* EXERCISE REQUIREMENTS
Set down each record exactly. Omit the pictures.

* MATERIAL TO PROCESS
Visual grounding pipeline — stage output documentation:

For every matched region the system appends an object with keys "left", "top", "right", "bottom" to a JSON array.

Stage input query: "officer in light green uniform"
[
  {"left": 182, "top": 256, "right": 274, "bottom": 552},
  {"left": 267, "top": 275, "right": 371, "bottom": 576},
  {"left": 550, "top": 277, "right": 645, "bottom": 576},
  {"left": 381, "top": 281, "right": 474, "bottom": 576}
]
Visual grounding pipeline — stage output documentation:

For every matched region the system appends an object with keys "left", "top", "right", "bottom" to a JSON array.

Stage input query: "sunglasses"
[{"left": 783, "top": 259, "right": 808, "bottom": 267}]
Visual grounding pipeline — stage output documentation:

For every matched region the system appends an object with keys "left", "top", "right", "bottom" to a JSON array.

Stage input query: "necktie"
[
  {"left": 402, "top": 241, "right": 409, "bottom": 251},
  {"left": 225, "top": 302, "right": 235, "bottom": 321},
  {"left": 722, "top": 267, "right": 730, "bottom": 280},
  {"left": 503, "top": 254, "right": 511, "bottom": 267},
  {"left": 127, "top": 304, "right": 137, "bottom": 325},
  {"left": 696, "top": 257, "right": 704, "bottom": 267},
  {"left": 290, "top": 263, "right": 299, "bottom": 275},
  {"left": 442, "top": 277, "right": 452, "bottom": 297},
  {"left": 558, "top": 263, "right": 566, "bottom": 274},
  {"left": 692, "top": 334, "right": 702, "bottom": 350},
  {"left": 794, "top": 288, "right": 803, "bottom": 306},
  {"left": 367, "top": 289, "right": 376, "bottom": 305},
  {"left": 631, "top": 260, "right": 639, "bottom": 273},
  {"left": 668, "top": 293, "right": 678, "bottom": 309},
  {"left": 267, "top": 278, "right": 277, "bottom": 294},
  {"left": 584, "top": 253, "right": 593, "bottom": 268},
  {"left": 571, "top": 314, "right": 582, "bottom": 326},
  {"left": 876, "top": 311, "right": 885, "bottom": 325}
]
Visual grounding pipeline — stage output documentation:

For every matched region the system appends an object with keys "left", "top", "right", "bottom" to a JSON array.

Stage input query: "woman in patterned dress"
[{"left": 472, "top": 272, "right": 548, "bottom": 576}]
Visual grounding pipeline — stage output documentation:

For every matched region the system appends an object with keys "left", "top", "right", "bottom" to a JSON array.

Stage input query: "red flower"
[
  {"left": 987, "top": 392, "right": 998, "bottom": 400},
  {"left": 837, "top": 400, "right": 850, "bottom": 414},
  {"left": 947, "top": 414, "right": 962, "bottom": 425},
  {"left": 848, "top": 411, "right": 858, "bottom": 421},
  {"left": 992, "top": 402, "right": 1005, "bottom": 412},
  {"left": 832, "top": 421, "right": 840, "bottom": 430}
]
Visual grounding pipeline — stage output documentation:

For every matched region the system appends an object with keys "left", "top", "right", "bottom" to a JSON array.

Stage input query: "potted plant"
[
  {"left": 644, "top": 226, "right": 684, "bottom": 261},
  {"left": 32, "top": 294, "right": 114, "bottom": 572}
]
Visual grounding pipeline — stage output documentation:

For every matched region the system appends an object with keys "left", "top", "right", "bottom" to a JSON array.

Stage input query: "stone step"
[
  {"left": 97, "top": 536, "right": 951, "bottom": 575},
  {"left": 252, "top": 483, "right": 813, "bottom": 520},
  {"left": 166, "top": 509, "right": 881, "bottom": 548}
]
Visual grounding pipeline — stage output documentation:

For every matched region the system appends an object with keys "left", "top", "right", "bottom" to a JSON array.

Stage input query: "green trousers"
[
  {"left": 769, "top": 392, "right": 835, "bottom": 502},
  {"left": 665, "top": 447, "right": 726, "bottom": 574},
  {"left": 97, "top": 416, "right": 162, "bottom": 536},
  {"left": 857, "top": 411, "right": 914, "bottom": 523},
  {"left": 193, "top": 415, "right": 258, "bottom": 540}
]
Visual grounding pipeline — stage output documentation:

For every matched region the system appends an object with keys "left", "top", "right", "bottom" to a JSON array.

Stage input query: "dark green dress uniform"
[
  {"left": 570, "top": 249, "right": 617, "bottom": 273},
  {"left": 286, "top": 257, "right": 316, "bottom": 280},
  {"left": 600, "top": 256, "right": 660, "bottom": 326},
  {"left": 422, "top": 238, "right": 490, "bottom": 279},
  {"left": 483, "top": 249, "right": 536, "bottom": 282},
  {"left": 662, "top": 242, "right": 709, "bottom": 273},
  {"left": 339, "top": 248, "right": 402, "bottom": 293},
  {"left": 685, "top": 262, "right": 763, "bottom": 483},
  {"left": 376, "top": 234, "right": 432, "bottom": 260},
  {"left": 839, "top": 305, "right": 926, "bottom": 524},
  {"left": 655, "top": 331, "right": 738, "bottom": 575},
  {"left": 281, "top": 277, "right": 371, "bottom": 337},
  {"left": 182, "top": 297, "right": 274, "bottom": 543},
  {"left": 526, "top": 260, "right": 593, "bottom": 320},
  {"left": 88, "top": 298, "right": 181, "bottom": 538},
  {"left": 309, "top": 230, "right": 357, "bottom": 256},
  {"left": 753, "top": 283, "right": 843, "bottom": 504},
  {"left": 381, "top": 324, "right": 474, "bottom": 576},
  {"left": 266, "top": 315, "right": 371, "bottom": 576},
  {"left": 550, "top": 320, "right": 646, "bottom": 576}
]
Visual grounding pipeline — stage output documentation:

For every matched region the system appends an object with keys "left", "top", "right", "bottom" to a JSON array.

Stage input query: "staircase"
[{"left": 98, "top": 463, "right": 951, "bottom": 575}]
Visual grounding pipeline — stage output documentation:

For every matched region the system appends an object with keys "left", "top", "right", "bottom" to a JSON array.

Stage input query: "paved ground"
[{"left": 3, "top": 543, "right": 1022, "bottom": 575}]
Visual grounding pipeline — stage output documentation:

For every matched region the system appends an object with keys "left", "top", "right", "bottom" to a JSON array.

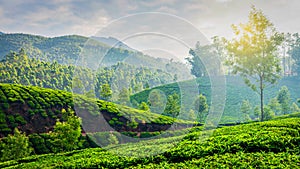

* REPLY
Visual grounding pipeline — stage output documentation:

For every matched region the system appends an object with keys "left", "top", "right", "bottom" to a JSON array.

Stage input query: "officer in light green uniform"
[
  {"left": 182, "top": 256, "right": 274, "bottom": 552},
  {"left": 267, "top": 275, "right": 371, "bottom": 576},
  {"left": 550, "top": 277, "right": 645, "bottom": 576},
  {"left": 381, "top": 281, "right": 474, "bottom": 576}
]
Visual grounding pipeline — stage output documentation:

For every matched region the system appends an object with keys "left", "top", "right", "bottom" to a JSON array.

Stage input query: "sunglasses"
[{"left": 783, "top": 259, "right": 808, "bottom": 267}]
Visual grounding pipeline — stage output documentation:

For every matched region the system appends an object with keys "left", "top", "right", "bottom" to a JSON array.

Stage input query: "necktie"
[
  {"left": 402, "top": 241, "right": 409, "bottom": 251},
  {"left": 225, "top": 302, "right": 235, "bottom": 321},
  {"left": 722, "top": 267, "right": 730, "bottom": 280},
  {"left": 503, "top": 254, "right": 511, "bottom": 267},
  {"left": 127, "top": 304, "right": 137, "bottom": 325},
  {"left": 696, "top": 257, "right": 704, "bottom": 267},
  {"left": 290, "top": 263, "right": 299, "bottom": 275},
  {"left": 442, "top": 277, "right": 452, "bottom": 297},
  {"left": 558, "top": 263, "right": 566, "bottom": 274},
  {"left": 692, "top": 334, "right": 702, "bottom": 350},
  {"left": 794, "top": 288, "right": 803, "bottom": 306},
  {"left": 367, "top": 289, "right": 376, "bottom": 305},
  {"left": 631, "top": 260, "right": 639, "bottom": 273},
  {"left": 668, "top": 293, "right": 678, "bottom": 309},
  {"left": 267, "top": 278, "right": 277, "bottom": 294},
  {"left": 584, "top": 253, "right": 593, "bottom": 268},
  {"left": 571, "top": 314, "right": 582, "bottom": 326},
  {"left": 876, "top": 311, "right": 885, "bottom": 325}
]
Visual grounding pipeline — stage output documentation:

For every matched region the system appends an object with keys "left", "top", "right", "bottom" to a JSON array.

Stage input query: "woman in patterned dress"
[{"left": 472, "top": 272, "right": 548, "bottom": 576}]
Visual grounding pipeline — stage output documentation:

For every matched region the system appends an object with keys "left", "top", "right", "bottom" to a JSON array.

Stage input query: "red flower"
[
  {"left": 987, "top": 392, "right": 998, "bottom": 400},
  {"left": 837, "top": 400, "right": 850, "bottom": 414},
  {"left": 947, "top": 414, "right": 962, "bottom": 425},
  {"left": 848, "top": 411, "right": 858, "bottom": 421},
  {"left": 992, "top": 402, "right": 1005, "bottom": 412},
  {"left": 832, "top": 421, "right": 840, "bottom": 430}
]
Visual grounding pipeline — stage output documentation:

For every matched region the system appends an object with keys "left", "top", "right", "bottom" to a JSON array.

Stage input query: "potted plant"
[
  {"left": 644, "top": 226, "right": 684, "bottom": 261},
  {"left": 32, "top": 294, "right": 114, "bottom": 572}
]
Visual grounding pipeline — stage output documentation:

For every matched region the system appends an object with keys "left", "top", "right", "bottom" to a JSON array.

Stage input query: "stone step"
[
  {"left": 97, "top": 536, "right": 951, "bottom": 575},
  {"left": 252, "top": 483, "right": 813, "bottom": 520},
  {"left": 166, "top": 509, "right": 881, "bottom": 548}
]
Visual grounding pipeline — stage output documentation:

For every matched region the system appends an object with keys "left", "top", "right", "bottom" to a JSON array.

Stage input query: "green trousers"
[
  {"left": 769, "top": 392, "right": 835, "bottom": 502},
  {"left": 665, "top": 447, "right": 726, "bottom": 574},
  {"left": 97, "top": 416, "right": 162, "bottom": 536},
  {"left": 857, "top": 411, "right": 914, "bottom": 523},
  {"left": 193, "top": 415, "right": 258, "bottom": 540}
]
Visual grounding pipeline — stage output documentation:

For every matched region the system appends an object with keys "left", "top", "right", "bottom" to a JSON array.

Stage input query: "dark green dress uniform"
[
  {"left": 570, "top": 249, "right": 617, "bottom": 273},
  {"left": 286, "top": 257, "right": 316, "bottom": 280},
  {"left": 600, "top": 256, "right": 660, "bottom": 326},
  {"left": 422, "top": 238, "right": 490, "bottom": 279},
  {"left": 483, "top": 249, "right": 536, "bottom": 282},
  {"left": 662, "top": 242, "right": 709, "bottom": 273},
  {"left": 339, "top": 248, "right": 402, "bottom": 293},
  {"left": 685, "top": 262, "right": 763, "bottom": 483},
  {"left": 376, "top": 234, "right": 432, "bottom": 260},
  {"left": 839, "top": 305, "right": 926, "bottom": 524},
  {"left": 655, "top": 331, "right": 738, "bottom": 575},
  {"left": 281, "top": 277, "right": 371, "bottom": 337},
  {"left": 182, "top": 297, "right": 274, "bottom": 543},
  {"left": 526, "top": 260, "right": 593, "bottom": 320},
  {"left": 88, "top": 298, "right": 181, "bottom": 538},
  {"left": 309, "top": 230, "right": 357, "bottom": 256},
  {"left": 753, "top": 283, "right": 843, "bottom": 504},
  {"left": 381, "top": 324, "right": 474, "bottom": 576},
  {"left": 266, "top": 315, "right": 371, "bottom": 576},
  {"left": 550, "top": 320, "right": 646, "bottom": 576}
]
Visual grounding pipeline — stage output documentation:

For every matched region the system appends an object with keys "left", "top", "right", "bottom" to a JSON array.

Stage input query: "staircase"
[{"left": 98, "top": 463, "right": 951, "bottom": 575}]
Visual grounding pipeline — stage output documentation:

For every matched region the system appends an object with keys "left", "top", "right", "bottom" to a JSON array.

Stage input query: "paved ground"
[{"left": 3, "top": 543, "right": 1022, "bottom": 575}]
Visual grounding pipeline — stage output documentation:

For every matched region the system appends an object with keys "left", "top", "right", "bottom" to a JSON array.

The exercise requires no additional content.